• Exercise data:
------
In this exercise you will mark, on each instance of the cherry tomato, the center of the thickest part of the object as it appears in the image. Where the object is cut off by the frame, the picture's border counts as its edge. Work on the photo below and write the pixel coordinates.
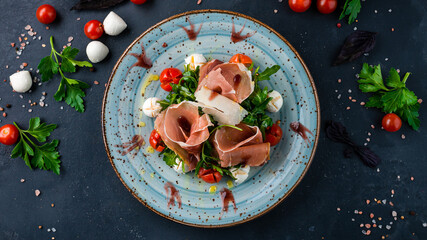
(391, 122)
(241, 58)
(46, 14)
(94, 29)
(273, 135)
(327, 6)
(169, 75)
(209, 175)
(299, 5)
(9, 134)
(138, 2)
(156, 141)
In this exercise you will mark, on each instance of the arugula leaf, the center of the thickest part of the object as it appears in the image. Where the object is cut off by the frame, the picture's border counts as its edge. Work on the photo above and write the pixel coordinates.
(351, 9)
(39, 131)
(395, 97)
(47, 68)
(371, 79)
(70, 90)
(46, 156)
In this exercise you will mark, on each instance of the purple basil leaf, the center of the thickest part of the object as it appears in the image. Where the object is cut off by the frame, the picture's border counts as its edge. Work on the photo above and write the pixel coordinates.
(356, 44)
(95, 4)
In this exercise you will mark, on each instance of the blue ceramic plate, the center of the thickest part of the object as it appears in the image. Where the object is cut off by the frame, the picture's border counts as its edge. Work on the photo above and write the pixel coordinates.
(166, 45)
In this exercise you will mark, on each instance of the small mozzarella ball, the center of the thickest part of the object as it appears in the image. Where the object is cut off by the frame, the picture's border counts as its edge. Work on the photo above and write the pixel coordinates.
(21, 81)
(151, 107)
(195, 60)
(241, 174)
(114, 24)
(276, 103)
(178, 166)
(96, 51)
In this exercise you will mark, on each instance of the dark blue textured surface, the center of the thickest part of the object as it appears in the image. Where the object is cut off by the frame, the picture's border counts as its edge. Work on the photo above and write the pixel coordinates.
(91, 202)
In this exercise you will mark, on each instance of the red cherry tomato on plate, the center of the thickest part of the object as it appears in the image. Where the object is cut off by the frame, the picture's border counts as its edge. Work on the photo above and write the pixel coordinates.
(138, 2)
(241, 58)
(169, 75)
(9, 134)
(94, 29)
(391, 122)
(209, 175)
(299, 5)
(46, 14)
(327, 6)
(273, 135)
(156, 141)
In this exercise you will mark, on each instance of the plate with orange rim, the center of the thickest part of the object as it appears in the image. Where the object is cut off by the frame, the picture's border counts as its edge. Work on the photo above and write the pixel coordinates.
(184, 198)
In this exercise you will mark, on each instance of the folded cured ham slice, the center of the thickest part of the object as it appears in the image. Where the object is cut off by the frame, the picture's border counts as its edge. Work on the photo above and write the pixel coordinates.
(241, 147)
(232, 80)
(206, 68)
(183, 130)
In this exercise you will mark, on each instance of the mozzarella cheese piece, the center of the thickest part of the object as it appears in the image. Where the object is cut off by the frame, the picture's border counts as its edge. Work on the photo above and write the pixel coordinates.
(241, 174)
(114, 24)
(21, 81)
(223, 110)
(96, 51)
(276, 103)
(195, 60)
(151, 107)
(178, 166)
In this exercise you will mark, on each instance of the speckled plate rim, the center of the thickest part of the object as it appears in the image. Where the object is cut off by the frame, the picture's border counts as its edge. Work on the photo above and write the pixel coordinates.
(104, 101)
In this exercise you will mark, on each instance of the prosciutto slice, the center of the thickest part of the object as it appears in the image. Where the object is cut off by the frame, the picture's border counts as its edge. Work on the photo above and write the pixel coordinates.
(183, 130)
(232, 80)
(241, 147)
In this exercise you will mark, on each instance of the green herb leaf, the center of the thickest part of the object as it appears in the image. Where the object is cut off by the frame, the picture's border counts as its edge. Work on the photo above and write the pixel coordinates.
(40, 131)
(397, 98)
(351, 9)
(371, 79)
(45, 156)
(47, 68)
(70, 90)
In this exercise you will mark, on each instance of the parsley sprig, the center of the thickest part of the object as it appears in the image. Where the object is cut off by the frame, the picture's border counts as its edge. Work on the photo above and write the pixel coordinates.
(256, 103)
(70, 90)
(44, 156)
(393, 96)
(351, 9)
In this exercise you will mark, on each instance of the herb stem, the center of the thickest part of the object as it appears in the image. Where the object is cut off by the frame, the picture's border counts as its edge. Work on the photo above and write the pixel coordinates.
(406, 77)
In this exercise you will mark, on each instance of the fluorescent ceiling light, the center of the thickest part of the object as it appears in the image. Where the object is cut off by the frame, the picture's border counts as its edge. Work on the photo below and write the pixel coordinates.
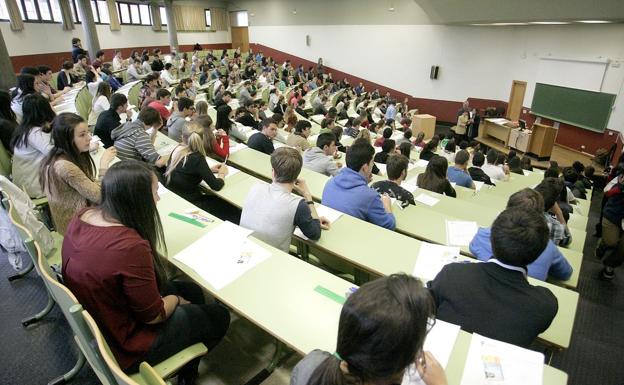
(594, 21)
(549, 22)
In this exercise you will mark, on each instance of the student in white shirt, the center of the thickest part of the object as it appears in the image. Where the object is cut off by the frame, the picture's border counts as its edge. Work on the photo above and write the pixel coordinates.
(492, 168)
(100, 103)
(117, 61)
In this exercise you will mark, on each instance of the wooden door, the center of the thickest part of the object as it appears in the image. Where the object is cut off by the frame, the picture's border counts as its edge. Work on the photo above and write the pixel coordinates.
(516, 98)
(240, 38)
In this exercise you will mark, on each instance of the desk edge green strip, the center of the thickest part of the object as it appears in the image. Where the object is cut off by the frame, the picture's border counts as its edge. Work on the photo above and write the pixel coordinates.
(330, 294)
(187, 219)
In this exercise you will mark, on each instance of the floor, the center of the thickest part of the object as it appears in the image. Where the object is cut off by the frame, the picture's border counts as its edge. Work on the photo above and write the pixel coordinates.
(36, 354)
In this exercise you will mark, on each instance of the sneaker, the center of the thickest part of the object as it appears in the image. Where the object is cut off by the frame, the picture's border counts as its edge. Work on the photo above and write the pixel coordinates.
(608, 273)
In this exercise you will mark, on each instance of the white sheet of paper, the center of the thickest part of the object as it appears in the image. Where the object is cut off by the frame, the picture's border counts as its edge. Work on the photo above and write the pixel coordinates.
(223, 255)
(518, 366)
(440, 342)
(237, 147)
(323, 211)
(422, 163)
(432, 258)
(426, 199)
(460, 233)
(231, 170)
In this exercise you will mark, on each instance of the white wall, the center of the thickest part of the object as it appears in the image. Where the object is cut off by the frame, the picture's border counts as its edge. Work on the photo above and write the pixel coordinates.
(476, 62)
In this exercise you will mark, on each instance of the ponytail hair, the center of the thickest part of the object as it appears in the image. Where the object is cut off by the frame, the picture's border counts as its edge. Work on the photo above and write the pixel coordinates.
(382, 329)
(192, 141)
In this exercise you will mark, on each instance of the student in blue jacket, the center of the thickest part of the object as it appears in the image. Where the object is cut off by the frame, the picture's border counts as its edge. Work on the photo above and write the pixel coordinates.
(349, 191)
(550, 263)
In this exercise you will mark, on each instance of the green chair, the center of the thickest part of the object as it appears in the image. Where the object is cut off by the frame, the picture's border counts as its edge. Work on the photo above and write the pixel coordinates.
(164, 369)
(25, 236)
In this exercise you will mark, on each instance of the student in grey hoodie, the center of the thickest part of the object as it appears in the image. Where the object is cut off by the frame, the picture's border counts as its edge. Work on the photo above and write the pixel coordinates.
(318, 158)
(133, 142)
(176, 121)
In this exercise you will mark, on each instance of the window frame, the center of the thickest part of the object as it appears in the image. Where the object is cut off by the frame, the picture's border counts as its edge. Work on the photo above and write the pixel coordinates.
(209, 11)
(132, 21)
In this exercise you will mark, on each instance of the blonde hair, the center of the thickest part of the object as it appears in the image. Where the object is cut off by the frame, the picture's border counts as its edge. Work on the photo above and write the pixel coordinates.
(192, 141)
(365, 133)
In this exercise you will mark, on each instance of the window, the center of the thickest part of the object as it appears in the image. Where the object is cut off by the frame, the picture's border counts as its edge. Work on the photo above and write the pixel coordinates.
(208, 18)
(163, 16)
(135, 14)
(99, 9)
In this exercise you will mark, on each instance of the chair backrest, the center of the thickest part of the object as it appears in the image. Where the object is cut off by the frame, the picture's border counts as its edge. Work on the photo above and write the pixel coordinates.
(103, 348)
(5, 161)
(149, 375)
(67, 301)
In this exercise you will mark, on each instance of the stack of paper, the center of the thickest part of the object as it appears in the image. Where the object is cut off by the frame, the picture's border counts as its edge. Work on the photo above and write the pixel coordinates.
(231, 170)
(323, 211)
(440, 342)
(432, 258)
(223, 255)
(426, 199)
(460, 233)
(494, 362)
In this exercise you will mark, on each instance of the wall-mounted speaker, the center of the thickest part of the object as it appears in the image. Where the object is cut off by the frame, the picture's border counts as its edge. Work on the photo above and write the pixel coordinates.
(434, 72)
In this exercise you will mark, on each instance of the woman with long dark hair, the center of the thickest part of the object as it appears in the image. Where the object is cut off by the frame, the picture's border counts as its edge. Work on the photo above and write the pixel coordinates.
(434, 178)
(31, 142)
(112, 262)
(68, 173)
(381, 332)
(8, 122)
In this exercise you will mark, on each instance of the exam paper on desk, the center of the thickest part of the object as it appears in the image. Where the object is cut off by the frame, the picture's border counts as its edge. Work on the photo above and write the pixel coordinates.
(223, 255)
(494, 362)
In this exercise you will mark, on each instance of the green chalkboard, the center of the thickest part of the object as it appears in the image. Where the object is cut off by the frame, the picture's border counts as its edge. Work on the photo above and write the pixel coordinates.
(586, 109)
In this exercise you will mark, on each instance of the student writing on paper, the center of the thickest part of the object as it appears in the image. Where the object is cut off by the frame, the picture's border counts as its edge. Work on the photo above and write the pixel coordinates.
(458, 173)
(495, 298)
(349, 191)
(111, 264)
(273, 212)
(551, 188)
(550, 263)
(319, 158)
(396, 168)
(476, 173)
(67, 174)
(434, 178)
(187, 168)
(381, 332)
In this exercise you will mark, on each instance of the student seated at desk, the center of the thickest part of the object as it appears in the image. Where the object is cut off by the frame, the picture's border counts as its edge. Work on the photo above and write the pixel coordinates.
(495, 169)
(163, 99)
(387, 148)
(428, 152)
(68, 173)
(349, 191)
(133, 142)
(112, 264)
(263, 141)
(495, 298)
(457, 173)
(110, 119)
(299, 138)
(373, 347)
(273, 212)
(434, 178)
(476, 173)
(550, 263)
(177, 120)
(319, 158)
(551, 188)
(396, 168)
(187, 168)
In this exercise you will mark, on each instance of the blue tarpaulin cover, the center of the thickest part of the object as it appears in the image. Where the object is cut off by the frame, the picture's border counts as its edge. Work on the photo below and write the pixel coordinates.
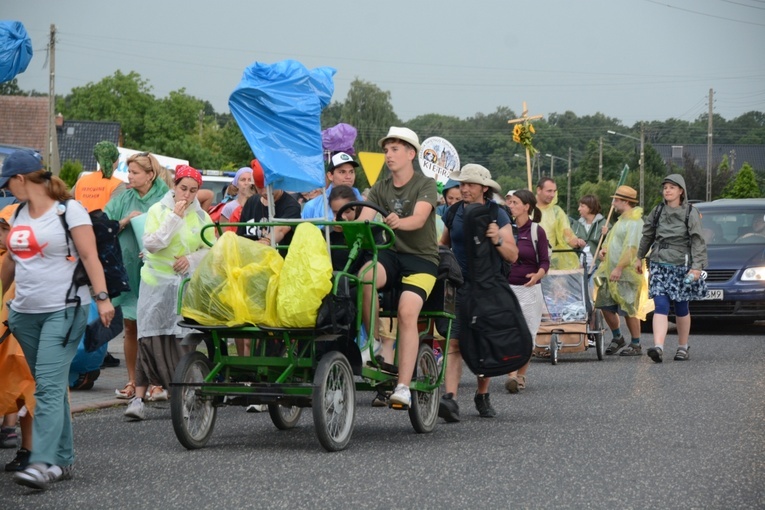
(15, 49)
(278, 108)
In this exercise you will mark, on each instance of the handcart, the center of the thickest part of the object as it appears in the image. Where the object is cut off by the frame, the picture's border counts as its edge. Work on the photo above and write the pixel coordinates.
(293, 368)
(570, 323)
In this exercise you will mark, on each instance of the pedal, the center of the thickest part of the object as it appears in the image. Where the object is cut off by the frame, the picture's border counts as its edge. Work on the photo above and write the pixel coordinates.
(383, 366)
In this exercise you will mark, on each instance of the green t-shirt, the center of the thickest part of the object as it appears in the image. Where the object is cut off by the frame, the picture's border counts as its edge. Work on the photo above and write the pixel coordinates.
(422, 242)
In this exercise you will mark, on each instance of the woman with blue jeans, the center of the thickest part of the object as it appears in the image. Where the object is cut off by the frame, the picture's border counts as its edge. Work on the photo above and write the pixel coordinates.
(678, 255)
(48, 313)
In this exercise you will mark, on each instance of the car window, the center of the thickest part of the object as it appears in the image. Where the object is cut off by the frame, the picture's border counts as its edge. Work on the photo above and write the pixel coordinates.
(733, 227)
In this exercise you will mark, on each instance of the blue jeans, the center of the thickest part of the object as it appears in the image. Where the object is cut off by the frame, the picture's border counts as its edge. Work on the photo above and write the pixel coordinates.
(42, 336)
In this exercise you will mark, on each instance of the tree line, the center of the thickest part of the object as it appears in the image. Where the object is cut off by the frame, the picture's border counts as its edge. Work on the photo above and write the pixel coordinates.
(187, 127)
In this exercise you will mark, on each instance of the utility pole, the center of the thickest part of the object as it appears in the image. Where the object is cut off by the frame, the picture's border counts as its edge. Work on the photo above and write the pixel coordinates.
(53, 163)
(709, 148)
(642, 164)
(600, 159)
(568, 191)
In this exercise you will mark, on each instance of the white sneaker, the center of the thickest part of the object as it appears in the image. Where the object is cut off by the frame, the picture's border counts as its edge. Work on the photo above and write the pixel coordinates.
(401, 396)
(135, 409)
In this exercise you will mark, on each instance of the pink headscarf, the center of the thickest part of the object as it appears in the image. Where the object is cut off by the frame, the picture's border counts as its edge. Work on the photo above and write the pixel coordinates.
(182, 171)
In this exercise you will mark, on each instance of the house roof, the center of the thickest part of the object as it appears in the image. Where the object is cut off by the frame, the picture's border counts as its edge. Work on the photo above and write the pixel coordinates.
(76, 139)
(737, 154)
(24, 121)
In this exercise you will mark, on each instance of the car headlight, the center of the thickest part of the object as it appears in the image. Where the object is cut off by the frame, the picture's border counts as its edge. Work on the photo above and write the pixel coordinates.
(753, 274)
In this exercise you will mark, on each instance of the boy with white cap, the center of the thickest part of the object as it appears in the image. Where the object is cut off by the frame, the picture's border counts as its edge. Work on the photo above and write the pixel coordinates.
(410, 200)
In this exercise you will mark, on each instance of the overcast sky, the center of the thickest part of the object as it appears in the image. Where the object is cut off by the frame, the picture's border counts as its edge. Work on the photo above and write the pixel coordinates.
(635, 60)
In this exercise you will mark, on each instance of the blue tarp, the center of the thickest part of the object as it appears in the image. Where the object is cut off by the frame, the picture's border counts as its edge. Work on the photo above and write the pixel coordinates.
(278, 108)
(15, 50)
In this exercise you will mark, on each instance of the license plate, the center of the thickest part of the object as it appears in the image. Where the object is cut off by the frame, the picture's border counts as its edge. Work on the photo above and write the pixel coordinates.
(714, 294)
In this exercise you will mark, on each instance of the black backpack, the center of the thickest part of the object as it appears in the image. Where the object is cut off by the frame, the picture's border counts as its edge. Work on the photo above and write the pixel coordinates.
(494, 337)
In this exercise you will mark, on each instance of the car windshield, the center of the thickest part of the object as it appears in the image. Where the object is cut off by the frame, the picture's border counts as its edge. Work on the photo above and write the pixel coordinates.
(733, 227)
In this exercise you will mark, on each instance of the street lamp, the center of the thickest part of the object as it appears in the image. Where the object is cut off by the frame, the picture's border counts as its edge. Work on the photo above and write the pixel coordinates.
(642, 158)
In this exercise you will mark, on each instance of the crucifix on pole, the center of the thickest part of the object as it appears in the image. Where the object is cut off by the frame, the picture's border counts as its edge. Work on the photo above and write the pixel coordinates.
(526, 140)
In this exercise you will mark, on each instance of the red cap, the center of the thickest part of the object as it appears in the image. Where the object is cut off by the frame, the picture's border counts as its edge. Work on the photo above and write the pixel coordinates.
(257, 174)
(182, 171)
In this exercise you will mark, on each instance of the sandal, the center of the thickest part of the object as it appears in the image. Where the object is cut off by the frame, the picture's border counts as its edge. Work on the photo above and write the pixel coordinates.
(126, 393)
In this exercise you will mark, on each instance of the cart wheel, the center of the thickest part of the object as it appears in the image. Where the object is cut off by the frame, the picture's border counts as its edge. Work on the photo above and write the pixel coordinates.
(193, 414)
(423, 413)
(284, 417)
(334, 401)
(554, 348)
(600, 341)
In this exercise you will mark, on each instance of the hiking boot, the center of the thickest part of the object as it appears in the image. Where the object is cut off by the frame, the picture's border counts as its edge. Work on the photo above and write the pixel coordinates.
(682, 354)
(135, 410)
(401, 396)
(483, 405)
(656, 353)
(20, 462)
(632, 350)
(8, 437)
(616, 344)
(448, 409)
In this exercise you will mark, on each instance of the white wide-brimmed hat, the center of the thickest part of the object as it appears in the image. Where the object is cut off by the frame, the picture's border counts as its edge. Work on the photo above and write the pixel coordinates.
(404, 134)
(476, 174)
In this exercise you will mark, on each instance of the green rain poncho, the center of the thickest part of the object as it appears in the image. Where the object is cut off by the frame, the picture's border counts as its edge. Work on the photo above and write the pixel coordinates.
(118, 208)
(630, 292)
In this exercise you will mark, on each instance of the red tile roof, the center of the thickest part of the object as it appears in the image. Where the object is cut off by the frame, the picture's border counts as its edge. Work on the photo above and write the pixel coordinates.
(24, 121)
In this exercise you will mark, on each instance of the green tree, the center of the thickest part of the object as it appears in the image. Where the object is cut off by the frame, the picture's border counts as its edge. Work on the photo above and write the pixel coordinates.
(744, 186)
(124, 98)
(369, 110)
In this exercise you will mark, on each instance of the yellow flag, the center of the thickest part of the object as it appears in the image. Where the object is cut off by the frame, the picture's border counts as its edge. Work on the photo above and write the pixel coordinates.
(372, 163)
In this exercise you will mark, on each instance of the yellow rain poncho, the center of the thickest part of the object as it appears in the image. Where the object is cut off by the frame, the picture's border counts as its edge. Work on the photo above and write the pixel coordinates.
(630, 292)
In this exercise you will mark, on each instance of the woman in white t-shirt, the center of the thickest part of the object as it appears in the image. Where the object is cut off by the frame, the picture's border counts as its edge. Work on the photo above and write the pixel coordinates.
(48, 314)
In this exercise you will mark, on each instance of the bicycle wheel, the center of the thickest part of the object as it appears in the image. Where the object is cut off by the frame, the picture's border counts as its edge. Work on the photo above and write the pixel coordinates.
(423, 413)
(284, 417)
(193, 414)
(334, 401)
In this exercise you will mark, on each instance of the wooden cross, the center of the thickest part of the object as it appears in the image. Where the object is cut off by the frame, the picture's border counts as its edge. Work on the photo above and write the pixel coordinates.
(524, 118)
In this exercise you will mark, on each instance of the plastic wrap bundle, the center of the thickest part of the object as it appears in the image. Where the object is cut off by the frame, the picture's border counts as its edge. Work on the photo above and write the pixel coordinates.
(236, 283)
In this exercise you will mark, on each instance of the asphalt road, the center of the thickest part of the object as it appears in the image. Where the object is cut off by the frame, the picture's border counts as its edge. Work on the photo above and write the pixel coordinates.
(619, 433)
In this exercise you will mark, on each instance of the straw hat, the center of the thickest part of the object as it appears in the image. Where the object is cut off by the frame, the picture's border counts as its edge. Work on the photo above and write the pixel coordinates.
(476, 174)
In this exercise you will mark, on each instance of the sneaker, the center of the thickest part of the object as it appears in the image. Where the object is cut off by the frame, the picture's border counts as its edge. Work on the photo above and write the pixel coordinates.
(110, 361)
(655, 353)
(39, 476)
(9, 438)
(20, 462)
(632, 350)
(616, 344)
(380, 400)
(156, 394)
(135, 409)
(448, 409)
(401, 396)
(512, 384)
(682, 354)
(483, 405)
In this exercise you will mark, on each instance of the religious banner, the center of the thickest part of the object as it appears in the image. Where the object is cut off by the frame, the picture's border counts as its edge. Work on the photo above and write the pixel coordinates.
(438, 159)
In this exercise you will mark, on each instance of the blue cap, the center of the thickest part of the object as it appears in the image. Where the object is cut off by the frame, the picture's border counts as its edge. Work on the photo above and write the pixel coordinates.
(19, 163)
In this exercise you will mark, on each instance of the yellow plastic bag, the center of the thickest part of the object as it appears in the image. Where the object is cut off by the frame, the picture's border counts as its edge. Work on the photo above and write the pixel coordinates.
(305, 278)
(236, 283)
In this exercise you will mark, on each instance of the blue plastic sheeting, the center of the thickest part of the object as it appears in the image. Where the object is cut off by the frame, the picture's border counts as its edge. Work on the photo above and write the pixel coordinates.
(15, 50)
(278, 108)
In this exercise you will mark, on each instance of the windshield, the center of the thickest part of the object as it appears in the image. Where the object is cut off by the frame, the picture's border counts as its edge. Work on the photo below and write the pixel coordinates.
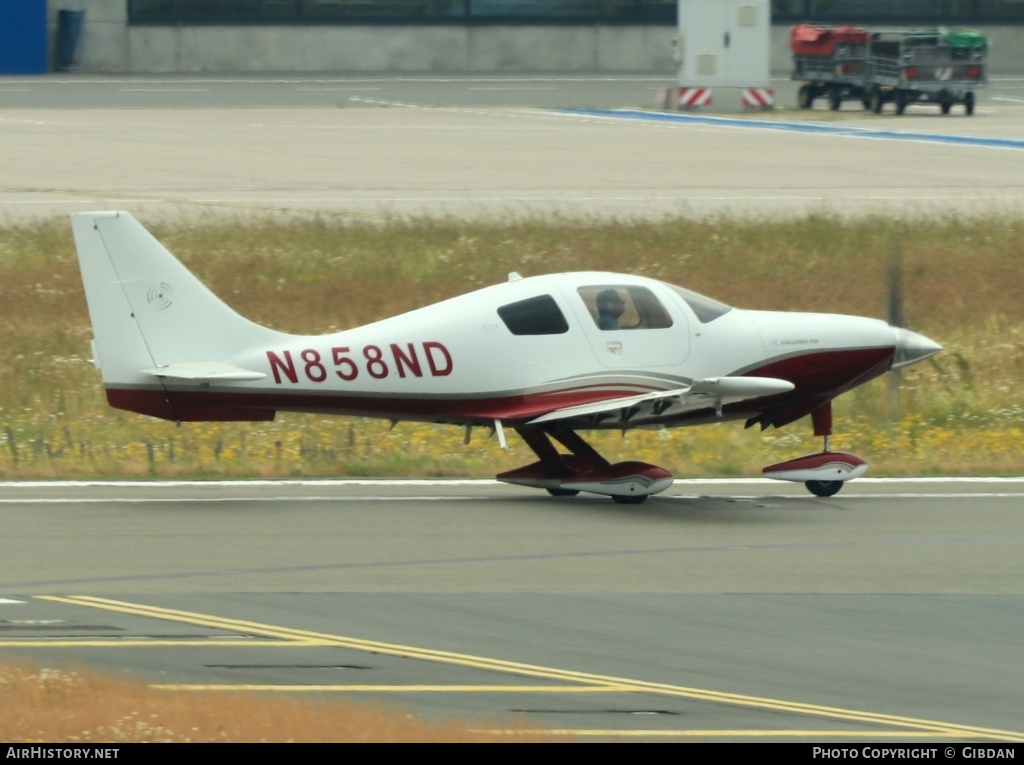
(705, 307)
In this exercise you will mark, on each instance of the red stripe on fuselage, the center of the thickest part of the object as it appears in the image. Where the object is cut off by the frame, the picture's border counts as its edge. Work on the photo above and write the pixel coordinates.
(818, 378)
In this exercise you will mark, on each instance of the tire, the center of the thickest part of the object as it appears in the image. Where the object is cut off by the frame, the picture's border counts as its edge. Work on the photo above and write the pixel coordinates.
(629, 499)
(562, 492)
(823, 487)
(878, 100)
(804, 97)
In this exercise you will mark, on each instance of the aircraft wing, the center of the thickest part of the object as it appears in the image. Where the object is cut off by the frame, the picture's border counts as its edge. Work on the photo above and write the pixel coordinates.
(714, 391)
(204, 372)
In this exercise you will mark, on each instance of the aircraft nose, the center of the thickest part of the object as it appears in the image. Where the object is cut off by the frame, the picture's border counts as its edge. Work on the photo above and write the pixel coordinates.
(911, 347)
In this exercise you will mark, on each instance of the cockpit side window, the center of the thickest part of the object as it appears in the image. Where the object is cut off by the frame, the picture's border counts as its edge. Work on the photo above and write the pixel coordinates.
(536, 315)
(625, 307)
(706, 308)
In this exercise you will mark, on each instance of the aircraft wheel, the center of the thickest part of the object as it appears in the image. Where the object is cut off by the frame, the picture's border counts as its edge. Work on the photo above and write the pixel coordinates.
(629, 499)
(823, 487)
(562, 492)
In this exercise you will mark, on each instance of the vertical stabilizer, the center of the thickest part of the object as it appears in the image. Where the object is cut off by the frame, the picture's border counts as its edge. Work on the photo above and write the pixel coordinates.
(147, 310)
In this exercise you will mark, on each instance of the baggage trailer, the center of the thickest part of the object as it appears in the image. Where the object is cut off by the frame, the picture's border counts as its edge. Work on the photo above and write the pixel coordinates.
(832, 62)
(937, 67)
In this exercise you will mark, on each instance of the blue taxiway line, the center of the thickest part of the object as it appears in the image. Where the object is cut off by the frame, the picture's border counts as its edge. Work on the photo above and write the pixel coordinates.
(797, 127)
------
Nothing but the lines from the one containing "aircraft wheel, the" through the end of the material should appear; please return them exactly.

In this exercise you will mark, on each instance of the aircraft wheel, the center of the thickest part of the object as it appears in the image. Where the object is cut off by the frame, the picture's border counts as its edge. Work on the photo above and write the pixel coordinates.
(629, 499)
(823, 487)
(562, 492)
In this exercise you will mark, on each instance of the vertical stabilizer, the center of the thickest part of the object as it appears in the image. Where the object is cut off by the frame, the picture's border counts as its edge. Work on the photo above and write the pixel coordinates.
(147, 310)
In this exercise you will mark, on each instance of the baggage trailer, the center of the thickest part of the object as it appears in the image. Where the object is cut off by the frame, the picture's border counts as its edge. Work on the photo above and write the pixel coordinates.
(832, 62)
(937, 67)
In this exercise you will mark, on each instance of the blue taxiway line, the center of the thickest part of the object as it appears in the image. Where the object is cut off by the frame, the picture's border counts as its edge. Work on the photo above and write the pixel coordinates.
(797, 127)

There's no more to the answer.